____ Input material
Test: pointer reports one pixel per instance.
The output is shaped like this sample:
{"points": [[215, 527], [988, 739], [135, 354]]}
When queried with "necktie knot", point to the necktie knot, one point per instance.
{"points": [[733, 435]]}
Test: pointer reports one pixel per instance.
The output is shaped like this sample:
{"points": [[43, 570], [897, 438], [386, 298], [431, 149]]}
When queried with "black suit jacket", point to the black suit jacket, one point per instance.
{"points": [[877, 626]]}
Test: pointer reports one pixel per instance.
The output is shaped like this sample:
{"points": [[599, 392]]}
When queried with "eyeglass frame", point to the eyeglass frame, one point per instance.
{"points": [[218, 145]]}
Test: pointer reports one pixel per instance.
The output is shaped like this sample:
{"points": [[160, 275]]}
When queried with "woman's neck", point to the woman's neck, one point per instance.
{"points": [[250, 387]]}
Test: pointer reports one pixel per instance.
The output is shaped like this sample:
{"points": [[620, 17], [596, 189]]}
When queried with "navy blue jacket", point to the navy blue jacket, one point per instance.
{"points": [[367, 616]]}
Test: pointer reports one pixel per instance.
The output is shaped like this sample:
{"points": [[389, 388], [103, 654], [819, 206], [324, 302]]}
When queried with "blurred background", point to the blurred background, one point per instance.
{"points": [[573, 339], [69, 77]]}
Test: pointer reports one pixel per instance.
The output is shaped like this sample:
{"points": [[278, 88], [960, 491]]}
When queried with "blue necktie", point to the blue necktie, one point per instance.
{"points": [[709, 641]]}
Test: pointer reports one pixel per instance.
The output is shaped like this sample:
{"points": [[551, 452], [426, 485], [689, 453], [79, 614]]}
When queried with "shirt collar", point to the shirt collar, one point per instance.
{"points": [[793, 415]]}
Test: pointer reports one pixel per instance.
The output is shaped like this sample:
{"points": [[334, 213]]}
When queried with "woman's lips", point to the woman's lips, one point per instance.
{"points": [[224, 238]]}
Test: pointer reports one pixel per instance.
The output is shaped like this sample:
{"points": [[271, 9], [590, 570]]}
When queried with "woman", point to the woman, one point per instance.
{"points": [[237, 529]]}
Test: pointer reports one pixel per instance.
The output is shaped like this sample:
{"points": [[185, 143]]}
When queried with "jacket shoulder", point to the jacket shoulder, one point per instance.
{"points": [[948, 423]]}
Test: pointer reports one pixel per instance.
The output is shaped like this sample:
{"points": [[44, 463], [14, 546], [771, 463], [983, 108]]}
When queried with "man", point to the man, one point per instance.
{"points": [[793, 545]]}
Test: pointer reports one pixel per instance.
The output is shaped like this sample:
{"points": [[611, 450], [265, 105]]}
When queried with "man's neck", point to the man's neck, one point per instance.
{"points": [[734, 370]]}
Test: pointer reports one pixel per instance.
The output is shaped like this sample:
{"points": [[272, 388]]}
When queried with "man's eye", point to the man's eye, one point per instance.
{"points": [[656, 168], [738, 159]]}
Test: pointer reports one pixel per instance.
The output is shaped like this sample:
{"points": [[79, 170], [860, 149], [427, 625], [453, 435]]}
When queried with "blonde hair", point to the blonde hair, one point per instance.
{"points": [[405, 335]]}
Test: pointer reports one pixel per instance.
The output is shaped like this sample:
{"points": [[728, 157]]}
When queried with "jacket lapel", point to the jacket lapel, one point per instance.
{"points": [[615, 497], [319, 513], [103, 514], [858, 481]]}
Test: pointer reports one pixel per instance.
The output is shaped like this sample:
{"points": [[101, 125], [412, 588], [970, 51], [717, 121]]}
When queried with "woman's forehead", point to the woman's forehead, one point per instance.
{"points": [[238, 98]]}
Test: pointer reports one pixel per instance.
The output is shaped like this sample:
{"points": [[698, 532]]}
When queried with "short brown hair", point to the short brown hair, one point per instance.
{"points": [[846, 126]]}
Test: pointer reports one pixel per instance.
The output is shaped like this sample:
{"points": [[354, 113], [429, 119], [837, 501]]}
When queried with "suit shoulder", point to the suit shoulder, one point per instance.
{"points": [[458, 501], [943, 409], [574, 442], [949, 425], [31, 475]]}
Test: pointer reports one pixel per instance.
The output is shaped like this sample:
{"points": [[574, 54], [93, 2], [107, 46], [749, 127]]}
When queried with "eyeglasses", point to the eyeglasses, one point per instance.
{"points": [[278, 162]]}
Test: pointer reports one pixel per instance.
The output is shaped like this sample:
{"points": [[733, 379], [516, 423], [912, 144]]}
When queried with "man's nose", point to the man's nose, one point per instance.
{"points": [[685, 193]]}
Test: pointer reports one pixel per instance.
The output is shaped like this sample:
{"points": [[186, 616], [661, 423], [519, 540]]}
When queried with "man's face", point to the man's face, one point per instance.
________
* _Exercise prompt_
The expected output is the exact run of lines from the line with "nose, one point per instance." through the last line of the material above.

* _Solution below_
When queried with "man's nose", point to the man's nose, one point per instance.
{"points": [[685, 193]]}
Test: pointer reports one pixel per instance.
The output is shaped like this sample:
{"points": [[186, 616], [661, 423], [519, 540]]}
When queried with "man's face", point to the man's face, one point per instance.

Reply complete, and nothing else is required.